» **AIM**
Collect each line from the entries below that contains the word "trunk".

» **EXTRACTED DATA**
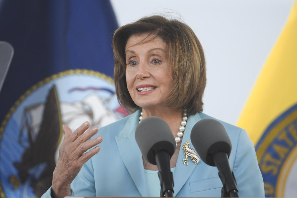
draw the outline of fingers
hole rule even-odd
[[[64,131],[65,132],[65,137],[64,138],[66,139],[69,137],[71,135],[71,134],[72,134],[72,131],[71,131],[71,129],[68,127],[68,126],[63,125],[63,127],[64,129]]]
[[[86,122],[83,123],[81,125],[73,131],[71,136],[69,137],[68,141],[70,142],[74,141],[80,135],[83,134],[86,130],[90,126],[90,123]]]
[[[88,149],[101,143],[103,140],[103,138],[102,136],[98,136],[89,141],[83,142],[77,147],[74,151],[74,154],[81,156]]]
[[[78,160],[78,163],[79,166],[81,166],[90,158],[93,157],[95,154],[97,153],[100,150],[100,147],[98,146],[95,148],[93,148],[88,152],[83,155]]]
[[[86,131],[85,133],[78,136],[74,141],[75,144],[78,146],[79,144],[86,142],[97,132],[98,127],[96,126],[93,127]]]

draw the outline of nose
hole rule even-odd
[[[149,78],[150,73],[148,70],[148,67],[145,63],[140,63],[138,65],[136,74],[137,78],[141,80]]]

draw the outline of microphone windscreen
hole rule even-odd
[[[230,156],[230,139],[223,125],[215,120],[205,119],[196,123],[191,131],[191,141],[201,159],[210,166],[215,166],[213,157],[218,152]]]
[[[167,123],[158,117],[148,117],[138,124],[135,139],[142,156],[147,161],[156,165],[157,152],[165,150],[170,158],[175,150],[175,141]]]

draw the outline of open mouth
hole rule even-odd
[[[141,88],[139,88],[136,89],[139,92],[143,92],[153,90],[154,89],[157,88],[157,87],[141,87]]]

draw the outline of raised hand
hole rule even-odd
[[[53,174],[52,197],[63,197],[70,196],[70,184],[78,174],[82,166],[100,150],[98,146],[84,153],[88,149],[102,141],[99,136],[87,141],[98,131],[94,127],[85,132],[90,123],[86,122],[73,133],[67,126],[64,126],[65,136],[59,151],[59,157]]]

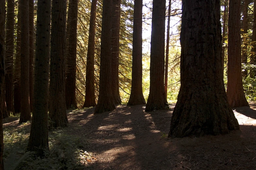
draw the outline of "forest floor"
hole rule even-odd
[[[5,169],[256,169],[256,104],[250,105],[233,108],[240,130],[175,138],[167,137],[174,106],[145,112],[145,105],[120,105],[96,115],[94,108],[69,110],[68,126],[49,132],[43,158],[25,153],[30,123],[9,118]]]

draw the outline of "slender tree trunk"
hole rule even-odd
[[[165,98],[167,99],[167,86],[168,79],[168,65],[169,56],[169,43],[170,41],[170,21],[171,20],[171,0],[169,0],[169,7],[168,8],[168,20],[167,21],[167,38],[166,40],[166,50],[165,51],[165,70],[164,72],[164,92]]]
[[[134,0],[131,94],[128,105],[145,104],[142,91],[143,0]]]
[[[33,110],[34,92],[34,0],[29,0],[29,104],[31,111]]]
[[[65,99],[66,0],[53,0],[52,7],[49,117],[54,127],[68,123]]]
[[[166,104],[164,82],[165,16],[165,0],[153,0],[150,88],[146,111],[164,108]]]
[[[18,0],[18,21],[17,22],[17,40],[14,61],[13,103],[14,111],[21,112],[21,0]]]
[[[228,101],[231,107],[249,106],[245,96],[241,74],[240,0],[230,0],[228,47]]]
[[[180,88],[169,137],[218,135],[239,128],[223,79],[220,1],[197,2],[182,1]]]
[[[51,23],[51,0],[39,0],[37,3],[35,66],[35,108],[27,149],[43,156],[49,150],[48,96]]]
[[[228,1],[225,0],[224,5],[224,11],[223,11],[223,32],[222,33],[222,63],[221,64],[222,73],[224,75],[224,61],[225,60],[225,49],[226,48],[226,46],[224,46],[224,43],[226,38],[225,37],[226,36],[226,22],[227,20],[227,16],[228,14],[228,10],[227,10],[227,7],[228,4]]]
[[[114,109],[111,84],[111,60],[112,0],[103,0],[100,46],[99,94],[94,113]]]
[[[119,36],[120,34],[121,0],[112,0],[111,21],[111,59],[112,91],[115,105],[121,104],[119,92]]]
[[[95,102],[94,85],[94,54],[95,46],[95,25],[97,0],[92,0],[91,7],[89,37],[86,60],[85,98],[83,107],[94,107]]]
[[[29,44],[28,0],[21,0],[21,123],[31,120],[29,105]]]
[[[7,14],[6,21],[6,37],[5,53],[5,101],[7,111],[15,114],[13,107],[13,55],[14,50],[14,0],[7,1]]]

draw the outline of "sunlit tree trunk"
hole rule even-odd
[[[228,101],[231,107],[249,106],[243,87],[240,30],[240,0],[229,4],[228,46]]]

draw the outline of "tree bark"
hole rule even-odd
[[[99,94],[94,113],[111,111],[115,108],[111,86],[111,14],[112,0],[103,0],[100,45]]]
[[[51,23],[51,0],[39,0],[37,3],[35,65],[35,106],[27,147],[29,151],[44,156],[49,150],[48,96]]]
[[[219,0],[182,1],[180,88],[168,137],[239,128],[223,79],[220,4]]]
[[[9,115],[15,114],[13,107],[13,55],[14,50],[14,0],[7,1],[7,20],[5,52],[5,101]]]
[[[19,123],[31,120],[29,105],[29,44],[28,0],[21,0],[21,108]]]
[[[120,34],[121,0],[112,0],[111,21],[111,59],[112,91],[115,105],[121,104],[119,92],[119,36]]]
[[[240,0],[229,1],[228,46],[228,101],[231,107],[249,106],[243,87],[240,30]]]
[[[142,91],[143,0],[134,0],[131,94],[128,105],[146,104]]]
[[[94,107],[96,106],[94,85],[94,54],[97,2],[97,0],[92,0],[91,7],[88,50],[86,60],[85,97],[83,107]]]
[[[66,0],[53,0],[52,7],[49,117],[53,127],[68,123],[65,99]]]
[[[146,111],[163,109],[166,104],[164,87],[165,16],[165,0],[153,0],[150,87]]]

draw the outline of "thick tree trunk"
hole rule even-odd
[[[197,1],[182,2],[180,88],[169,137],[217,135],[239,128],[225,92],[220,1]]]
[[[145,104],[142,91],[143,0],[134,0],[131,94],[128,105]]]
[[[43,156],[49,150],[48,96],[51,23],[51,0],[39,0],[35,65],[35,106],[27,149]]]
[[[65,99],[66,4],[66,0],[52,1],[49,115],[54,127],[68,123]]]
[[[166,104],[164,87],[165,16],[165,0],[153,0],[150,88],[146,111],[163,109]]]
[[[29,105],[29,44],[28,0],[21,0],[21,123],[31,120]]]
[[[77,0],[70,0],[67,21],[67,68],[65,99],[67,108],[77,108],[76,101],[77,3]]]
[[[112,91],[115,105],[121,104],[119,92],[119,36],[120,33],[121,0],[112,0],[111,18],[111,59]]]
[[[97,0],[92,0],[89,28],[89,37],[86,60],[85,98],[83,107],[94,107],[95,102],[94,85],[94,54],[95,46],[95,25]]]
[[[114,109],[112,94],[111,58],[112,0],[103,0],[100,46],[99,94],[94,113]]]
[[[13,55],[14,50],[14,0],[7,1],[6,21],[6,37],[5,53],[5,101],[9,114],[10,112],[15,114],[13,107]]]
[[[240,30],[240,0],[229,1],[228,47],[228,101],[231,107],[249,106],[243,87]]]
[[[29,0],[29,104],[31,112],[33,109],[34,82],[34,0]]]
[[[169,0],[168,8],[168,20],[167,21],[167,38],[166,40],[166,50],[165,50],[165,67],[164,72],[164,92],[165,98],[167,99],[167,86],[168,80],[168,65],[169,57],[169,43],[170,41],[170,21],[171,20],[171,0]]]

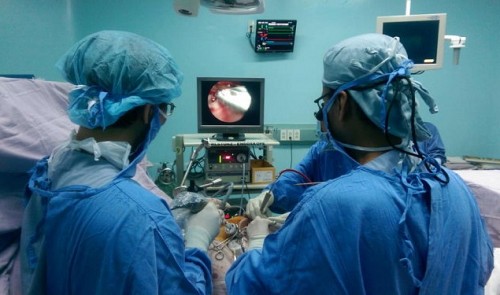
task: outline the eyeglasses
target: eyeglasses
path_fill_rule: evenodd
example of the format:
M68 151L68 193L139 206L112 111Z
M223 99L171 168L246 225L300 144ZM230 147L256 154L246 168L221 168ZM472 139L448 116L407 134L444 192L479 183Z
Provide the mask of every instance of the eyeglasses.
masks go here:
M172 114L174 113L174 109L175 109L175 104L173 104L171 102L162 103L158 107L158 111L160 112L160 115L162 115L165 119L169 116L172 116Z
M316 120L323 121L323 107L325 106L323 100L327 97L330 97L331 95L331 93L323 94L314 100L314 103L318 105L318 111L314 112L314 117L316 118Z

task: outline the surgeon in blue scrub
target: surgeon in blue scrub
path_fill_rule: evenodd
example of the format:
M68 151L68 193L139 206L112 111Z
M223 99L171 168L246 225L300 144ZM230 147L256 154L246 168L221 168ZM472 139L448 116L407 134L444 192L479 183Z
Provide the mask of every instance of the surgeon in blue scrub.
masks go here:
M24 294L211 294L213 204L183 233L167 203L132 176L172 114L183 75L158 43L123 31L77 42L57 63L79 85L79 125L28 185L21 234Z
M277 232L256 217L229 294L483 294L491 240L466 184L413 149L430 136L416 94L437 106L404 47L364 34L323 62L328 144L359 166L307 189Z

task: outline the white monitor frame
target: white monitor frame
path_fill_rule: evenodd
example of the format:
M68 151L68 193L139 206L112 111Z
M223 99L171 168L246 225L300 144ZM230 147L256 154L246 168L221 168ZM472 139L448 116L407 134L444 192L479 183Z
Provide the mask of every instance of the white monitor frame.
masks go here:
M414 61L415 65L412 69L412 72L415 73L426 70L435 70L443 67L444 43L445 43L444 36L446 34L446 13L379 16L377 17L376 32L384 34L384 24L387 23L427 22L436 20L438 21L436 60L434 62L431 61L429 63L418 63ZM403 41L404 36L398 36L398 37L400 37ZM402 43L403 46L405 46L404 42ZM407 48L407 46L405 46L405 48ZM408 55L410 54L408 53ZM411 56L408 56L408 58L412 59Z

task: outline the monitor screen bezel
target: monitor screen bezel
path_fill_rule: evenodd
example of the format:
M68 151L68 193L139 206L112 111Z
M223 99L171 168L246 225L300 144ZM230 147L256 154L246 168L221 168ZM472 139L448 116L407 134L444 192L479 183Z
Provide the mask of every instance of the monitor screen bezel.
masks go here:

» **TASK ANSWER**
draw the outline of "slender tree trunk"
draw the outline of "sunlit tree trunk"
draw the outline of "thick tree trunk"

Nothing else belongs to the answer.